A neural network definition 201 is a file that defines the type of the multi-layered neural network (deep neural network), which indicates how a lot of neurons are interconnected, and is an operator-designated value.
A learnt weight 202 is an operator-designated value. Generally, at start of learning, the learnt weight is assigned in advance. The learnt weight is a file that stores the weight of each neuron in the neural network. It is noted that learning does not necessarily require the learnt weight.
A hyper parameter 203 is a group of parameters related to learning, and is a file that stores the number of times learning is made, the frequency of update of weight during learning, and so on.
A weight during learning 205 represents the weight of each neuron in the neural network during learning, and is updated by learning.
As illustrated in FIG. 11, a deep learning execution unit 204 obtains the masked teacher data in the unit of mini-batch 207 from the masked teacher data storage unit 12. The masked teacher data separates the input data from the correct label to execute forward propagation processing and back propagation processing, thereby updating the weight during learning and outputting the learnt weight.
A condition for termination of learning is determined depending on whether an input to the neural network, or a loss function 208 falls below a threshold.
FIG. 12 is a flow chart illustrating the flow of processing of the entire learning unit. Referring to FIGS. 10 and 11, the flow of processing of the entire learning unit will be described below.
In step S501, the deep learning execution unit 204 receives the masked teacher data storage unit 12, the neural network definition 201, the hyper parameter 203, and the learnt weight 202, which is optional.
In step S502, the deep learning execution unit 204 builds the neural network according to the neural network definition 201.
In step S503, the deep learning execution unit 204 determines whether or not the learnt weight 202 is present.
When it is determined that the learnt weight 202 is absent, the deep learning execution unit 204 sets an initial value to the built neural network according to the algorithm designated by the neural network definition 201, and the processing proceeds to step S506. Meanwhile, when it is determined that the learnt weight 202 is present, the deep learning execution unit 204 sets the learnt weight 202 to the built neural network, and the processing proceeds to step S506. The initial value is described in the neural network definition 201.
In step S506, the deep learning execution unit 204 obtains a masked teacher data set in the designated batch size from the masked teacher data storage unit 12.
──────
**Directive**
In the learning-unit extract, what happens in step S502?

**Supplied data**
──────
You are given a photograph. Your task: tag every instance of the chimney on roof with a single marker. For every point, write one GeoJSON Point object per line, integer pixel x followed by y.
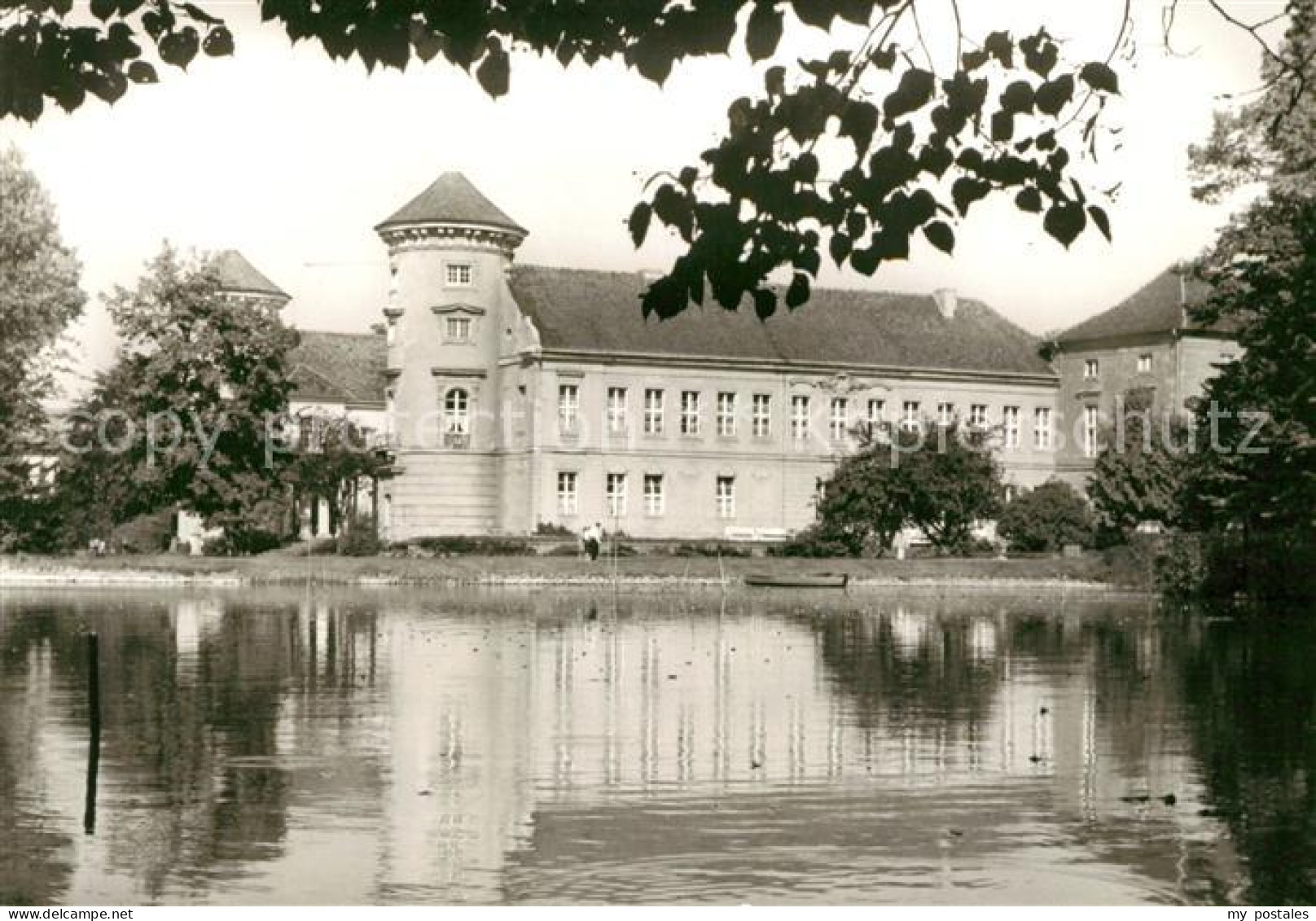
──────
**The reply**
The deep learning execution unit 204 builds the neural network according to the neural network definition 201.